------ GIVEN DATA ------

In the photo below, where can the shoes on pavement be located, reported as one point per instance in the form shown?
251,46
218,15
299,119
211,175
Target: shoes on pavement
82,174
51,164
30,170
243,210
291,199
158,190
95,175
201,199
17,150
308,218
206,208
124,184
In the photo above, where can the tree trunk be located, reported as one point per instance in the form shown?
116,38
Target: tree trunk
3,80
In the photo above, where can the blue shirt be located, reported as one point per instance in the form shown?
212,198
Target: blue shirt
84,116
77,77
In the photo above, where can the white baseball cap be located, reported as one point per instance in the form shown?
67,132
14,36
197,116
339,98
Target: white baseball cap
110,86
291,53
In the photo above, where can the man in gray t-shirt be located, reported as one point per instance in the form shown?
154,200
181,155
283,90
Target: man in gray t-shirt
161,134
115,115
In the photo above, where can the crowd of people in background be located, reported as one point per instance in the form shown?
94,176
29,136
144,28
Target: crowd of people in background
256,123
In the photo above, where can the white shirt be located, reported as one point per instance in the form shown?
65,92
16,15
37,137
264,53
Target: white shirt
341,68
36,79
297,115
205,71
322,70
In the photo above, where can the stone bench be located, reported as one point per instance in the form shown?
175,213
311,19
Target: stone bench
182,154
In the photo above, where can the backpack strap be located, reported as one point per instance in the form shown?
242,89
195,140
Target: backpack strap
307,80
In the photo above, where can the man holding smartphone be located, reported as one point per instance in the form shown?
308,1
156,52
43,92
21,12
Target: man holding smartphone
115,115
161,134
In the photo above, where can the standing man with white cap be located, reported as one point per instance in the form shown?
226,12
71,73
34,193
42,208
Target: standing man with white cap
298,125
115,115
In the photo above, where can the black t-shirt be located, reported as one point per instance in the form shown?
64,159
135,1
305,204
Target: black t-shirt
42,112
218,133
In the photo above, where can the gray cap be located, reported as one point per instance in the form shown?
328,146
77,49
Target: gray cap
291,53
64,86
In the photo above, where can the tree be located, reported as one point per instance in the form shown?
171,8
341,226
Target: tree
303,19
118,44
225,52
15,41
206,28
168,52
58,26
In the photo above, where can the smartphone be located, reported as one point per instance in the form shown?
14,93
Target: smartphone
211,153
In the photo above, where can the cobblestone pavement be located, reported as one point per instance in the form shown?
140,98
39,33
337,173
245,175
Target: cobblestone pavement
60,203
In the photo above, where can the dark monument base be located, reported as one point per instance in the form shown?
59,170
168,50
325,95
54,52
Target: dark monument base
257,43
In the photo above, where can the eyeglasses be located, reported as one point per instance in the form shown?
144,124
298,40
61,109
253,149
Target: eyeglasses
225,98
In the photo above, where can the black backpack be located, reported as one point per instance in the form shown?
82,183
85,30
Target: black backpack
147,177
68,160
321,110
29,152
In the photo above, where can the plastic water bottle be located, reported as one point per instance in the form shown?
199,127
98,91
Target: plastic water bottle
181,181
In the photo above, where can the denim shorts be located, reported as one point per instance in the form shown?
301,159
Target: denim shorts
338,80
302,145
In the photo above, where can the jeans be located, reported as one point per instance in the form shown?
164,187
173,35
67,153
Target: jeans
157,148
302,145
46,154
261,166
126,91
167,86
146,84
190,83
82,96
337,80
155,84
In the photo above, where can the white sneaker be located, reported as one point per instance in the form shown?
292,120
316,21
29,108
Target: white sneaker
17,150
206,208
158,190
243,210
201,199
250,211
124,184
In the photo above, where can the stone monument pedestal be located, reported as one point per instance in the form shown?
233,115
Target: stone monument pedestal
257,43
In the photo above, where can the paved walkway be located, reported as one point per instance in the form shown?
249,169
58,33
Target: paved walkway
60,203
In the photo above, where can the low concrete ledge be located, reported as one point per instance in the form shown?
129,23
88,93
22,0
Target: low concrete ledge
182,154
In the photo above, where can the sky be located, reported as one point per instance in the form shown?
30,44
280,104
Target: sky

------

▸ WORK TO COMPLETE: Please copy each record shown above exactly.

▸ ANSWER FOR THIS EXERCISE:
In the photo below, where can the shoes on pavement be located, reported as one point per instance in the form shown?
251,46
218,15
299,119
211,175
Target: shoes on pavement
82,174
51,164
30,170
243,210
291,199
158,190
95,175
201,199
17,150
308,218
206,208
124,184
In the photo above, where can the tree trunk be located, reported as one point per instance in the form shown?
116,38
Target: tree trunk
3,80
In the photo above, where can the blue shirt be located, reported as one point per instance in the form shown?
212,198
Target: blue shirt
84,116
77,77
In the photo above, where can the white baseball cap be located, reported as one point per instance in the form shown?
67,132
14,36
197,116
339,98
Target: white baseball cap
110,86
291,53
In the photo above, where can the man in gray t-shirt be located, reported as one point per instance in the form shown?
154,200
181,155
283,90
Target: man in gray t-shirt
161,134
115,115
In the photo above, where can the crowd of people in background be located, reported as one point per instance in the form shown?
94,176
29,136
144,28
Target: crowd of people in background
256,123
In the photo above, where can the white shirt be located, reported as one point per instance in the form shown?
65,92
16,15
37,137
264,53
Target: white shirt
341,68
36,79
297,115
205,71
322,70
In the photo above, where can the stone bench be located, reported as one point per instance in the form shown?
175,213
311,19
Target: stone bench
182,154
In the photo above, where can the backpack strap be located, reported as one point per instance in the form shown?
242,89
195,140
Target: backpack strap
307,80
In the photo above, where can the man holding smartphone be located, reported as one point per instance in the form shown?
308,1
156,52
43,92
21,12
Target: man holding smartphone
115,115
161,134
In the photo above, where can the standing man with white cap be located, reported as one point per instance in the form shown?
226,12
71,73
34,193
42,208
Target: standing man with white cap
298,125
115,115
In the photo above, where can the black t-shirt be located, reported as one point per instance in the form shown?
64,159
135,1
305,204
Target: black t-shirt
42,112
218,133
In the photo above, where can the gray cap be located, reported as one point per instance in the form shown?
328,146
77,49
Target: gray cap
291,53
64,86
In the photo above, where can the tree be located, reported as one point per instance in the form shown?
171,8
341,226
Target: tree
303,19
118,44
225,52
15,41
206,28
168,52
58,26
In the photo above, where can the smartphone be located, reported as one point per instance in the form shown?
14,93
Target: smartphone
211,153
In the photo above, where can the cobblestone pavement be located, reported as one point per instance in the form shown?
140,98
39,33
337,173
245,175
Target: cobblestone pavement
60,203
In the photo above, where can the dark monument base be located, reported as one point per instance in the form shown?
59,170
168,50
325,95
54,52
Target: dark monument base
257,43
In the photo above, where can the eyeglasses be located, reported as one point per instance in the form shown?
144,124
298,40
61,109
253,149
Target: eyeglasses
225,98
In the photo above, where can the black backpack be located, reported as one point per instance in the form shown?
82,183
85,30
Target: black backpack
147,177
68,160
321,110
29,152
In the photo above, where can the plastic water bottle be located, reported as one point per instance in the form shown?
199,127
98,91
Target: plastic water bottle
181,181
In the photo above, where can the denim shorts be located, reported as one point per instance in the form shown?
301,159
Target: denim shorts
338,80
302,145
In the photo above, where can the jeans be located, reported as one point per instance in the form shown?
164,187
173,35
67,153
Target: jeans
157,148
302,145
46,154
261,166
126,91
167,86
146,84
190,83
82,96
337,80
155,84
In the photo above, where can the white sneaker be located, reported as one point per instance in the form shown?
292,120
316,21
29,108
Target: white sneaker
17,150
206,208
158,190
243,210
201,199
250,211
124,184
In the photo above, where can the stone monument pedestal be located, reported as one point per instance in the form shown?
233,115
Target: stone monument pedestal
257,43
In the photo above, where can the paved walkway be located, reported as one point per instance in the form shown?
249,169
58,33
Target: paved walkway
60,203
In the photo above, where can the low concrete ledge be located, reported as one point per instance in the form shown?
129,23
88,93
22,0
Target: low concrete ledge
182,154
In the photo above, where can the sky be located, reported as one point per instance in the form shown?
30,44
280,104
Target: sky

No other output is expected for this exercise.